── Data to process
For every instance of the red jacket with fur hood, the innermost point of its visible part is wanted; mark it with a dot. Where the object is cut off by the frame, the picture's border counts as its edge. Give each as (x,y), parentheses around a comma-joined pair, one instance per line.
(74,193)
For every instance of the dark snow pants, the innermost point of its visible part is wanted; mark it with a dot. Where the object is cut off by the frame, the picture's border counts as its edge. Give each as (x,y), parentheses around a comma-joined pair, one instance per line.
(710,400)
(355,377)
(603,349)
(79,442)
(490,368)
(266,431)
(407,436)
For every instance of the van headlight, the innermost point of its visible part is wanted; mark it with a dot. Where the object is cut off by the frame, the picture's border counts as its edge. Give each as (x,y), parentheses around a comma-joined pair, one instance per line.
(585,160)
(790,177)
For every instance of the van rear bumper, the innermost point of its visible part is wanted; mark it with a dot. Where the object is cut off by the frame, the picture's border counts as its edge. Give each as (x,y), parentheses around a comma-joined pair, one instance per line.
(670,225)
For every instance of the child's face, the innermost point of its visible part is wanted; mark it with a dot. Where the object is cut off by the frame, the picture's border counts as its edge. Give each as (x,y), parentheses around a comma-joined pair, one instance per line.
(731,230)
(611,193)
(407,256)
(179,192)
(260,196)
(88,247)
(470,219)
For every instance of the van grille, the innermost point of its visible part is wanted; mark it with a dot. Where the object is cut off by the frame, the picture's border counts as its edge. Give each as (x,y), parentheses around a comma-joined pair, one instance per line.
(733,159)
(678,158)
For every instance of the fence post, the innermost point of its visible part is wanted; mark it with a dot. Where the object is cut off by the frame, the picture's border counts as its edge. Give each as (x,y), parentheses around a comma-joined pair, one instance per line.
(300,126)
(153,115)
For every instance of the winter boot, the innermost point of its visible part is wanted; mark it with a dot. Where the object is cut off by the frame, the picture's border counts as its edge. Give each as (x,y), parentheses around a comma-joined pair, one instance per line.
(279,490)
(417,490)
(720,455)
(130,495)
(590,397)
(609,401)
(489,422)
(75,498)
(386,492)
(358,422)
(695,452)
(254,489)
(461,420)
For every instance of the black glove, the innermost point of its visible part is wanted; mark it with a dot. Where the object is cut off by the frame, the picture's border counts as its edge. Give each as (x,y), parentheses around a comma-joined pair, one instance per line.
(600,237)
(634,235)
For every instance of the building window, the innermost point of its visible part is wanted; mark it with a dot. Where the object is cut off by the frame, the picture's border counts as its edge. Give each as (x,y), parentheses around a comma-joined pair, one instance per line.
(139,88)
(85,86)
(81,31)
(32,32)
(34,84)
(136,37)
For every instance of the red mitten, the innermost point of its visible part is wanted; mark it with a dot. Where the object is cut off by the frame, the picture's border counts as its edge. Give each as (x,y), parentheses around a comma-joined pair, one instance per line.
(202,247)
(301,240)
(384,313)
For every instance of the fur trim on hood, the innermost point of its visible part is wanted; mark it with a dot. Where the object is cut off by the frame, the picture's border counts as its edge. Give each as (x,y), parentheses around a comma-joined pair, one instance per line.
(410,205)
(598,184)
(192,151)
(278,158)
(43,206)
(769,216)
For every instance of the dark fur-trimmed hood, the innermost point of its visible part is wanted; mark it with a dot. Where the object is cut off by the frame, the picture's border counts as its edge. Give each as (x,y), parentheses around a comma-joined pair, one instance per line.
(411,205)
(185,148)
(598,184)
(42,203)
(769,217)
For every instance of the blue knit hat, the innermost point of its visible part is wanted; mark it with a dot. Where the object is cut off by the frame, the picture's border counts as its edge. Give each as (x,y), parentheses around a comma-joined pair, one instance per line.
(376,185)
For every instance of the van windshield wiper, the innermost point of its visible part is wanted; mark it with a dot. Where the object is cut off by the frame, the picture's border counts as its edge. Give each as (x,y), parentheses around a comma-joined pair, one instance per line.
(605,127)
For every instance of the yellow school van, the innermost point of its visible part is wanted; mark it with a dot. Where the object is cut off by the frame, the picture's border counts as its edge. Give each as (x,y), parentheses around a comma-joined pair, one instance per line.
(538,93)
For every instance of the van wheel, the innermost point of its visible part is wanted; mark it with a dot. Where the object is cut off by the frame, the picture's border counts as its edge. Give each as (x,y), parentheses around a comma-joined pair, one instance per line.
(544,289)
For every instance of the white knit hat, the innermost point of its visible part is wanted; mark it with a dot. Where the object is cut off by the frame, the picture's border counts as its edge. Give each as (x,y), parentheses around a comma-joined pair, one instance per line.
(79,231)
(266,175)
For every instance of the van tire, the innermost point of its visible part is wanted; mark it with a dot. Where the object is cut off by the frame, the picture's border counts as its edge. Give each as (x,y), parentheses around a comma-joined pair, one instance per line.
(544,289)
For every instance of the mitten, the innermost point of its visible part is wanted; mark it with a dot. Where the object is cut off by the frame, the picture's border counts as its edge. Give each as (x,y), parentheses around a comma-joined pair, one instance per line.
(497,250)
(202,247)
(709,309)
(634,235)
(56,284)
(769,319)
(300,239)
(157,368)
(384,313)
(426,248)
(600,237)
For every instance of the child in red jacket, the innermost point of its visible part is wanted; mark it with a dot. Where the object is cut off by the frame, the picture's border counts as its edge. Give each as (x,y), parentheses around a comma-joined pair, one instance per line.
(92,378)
────
The records above should be given again in full, exactly as written.

**Response to the task**
For every instance of the red jacket with fur hood, the innermost point of its visible part is wanted; mark it with a dot. Where the object is cut off by the frame, the picture's border counts as its edge. Give each as (x,y), parentheses around a comma-joined pair, one instance per line.
(74,193)
For every instance of the dark snow pants, the innermost point of its visible part is wanted; mark it with a dot. Where the object is cut off by the frame, the picture's border counts as its edge. Give each as (x,y), parentheses around a comma-joined pair, one instance per line.
(710,400)
(355,377)
(603,349)
(79,442)
(490,368)
(266,431)
(407,436)
For every instance of the van headlight, the innermost point of its visible part is wanted; mark it with a dot. Where the object is cut off by the frame, the picture's border counts as its edge. Give each as (x,y), parentheses around a comma-joined pair, one instance per line.
(585,160)
(790,177)
For every instance of the van rear bumper, the innermost point of its visible part is wanted; mark it with a dot. Where the object is cut off by the frame, the picture's border counts as its edge. Give each as (x,y), parentheses around a comma-joined pair, one instance per line.
(670,225)
For every instance of the child's face, the innermost point of its visible part is wanted; mark it with a dot. Where the object is cut off by the frame, the picture's border counts as its edge. Give each as (x,y), parentheses around a comma-joined pair, one instance per line.
(731,230)
(611,193)
(407,256)
(179,192)
(260,196)
(88,247)
(470,219)
For every instance of the van grille, the innermost point of its visible part is wanted; mark it with a dot. Where the object is cut off by the frame, the picture's border counts as its edge. Give each as (x,y), parentheses around a comma-joined pair, one instance per line.
(733,159)
(678,158)
For every instance of the fence post, the innermost point of its visible part is wanted; mark it with a dot. Where the object is cut off by the frame, the picture's border counts as its edge. Give each as (x,y), parentheses around a comma-joined pair, one instance per line.
(300,126)
(153,115)
For every instance of the winter boot, the innermost point of its visible part is wanted; mark it with a dot. Where the object is cut off by the frame, the picture's border counts as its edge. Give each as (x,y), parentheses around a comma-joined pair, one instance per line.
(279,490)
(417,490)
(720,455)
(130,495)
(590,397)
(609,401)
(489,422)
(75,498)
(386,492)
(358,422)
(695,452)
(254,489)
(461,420)
For every instance of the black glove, the innermost point of its visible part is wanted; mark it with a dot. Where the object is cut off by the frame, the picture's border counts as its edge. Give each as (x,y), parentheses around a comma-joined pair, one instance per line.
(600,237)
(634,235)
For every instance of the building window, the innermost point of its visible part is wanted; mark it with a dot. Where the object is cut off by the frame, the picture's border counts as its edge. Give each as (x,y), parentheses around a comma-joined pair, one instance per line.
(139,88)
(85,86)
(81,31)
(32,32)
(34,84)
(136,37)
For every instance of the red mitten, the innermost point of its visible part is wanted; mark it with a dot. Where the object is cut off by the frame, the picture's border counts as its edge. Give each as (x,y), parentheses around a comma-joined pair, one instance per line.
(202,247)
(301,240)
(384,313)
For every instance of the fur trim on hood, the innermost point of its visible part is wanted; mark it with a dot. Where the object is cut off by the frame, the picture's border counts as its edge. Give each as (x,y), parentheses around a comma-joined pair, one instance per line.
(410,205)
(598,184)
(192,151)
(278,158)
(43,206)
(769,216)
For every instance of the dark fur-trimmed hood, the innermost point of its visible part is wanted; mark it with a dot. Where the object is cut off by the frame, the picture's border counts as its edge. Give each as (x,y), parentheses around a comma-joined pair, one instance per line.
(411,205)
(185,148)
(598,184)
(42,203)
(769,217)
For every instance of the blue knit hat, the innermost point of its visible part is wanted; mark it with a dot. Where the object is cut off by the frame, the picture's border counts as its edge. Give each as (x,y), parentheses around a comma-joined pair, one instance per line.
(376,185)
For every instance of the van windshield wiper, the innermost point of its visible part is wanted; mark it with a dot. Where the object is cut off by the frame, the picture's border counts as its edge. Give each as (x,y), parentheses around a comma-joined pair, one instance per line.
(605,127)
For every instance of the yellow school van, the innermost point of its visible part is wanted; mark it with a dot. Where the object is cut off by the frame, the picture's border counts as its edge. Give each as (x,y), parentheses around a comma-joined pair, one instance per line.
(538,93)
For every instance of the van wheel, the innermost point of its visible part is wanted; mark it with a dot. Where the object is cut off by the frame, the picture's border counts as its edge. Give each as (x,y), parentheses around a comma-joined pair, one instance per line.
(544,289)
For every instance of the white knit hat, the innermost point of its visible part is wanted; mark it with a dot. Where the object is cut off by the frame, the picture's border counts as its edge. Give each as (x,y), parentheses around a comma-joined pair, one instance per line.
(79,231)
(266,175)
For every instance of the van tire, the innermost point of its visible part is wanted; mark it with a dot. Where the object is cut off by the frame, the picture's border counts as its edge. Give each as (x,y), parentheses around a comma-joined pair, one instance per line.
(544,289)
For every instance of the mitten, the innermost point of its visible part is wanted; mark it with a dot. Where the object is cut off by the frame, the picture's border counts as its edge. Give each as (x,y), parentheses around a comma-joined pair, one instance per line.
(497,250)
(202,247)
(709,309)
(634,235)
(56,284)
(769,319)
(300,239)
(157,368)
(384,313)
(426,248)
(600,237)
For every instance of the child in red jacket, the innermost point of its visible part is wanted; mark it with a dot. Where the object is cut off by the frame, the picture's border counts as its edge. Give each as (x,y), parentheses around a comma-joined pair, one instance per line.
(92,378)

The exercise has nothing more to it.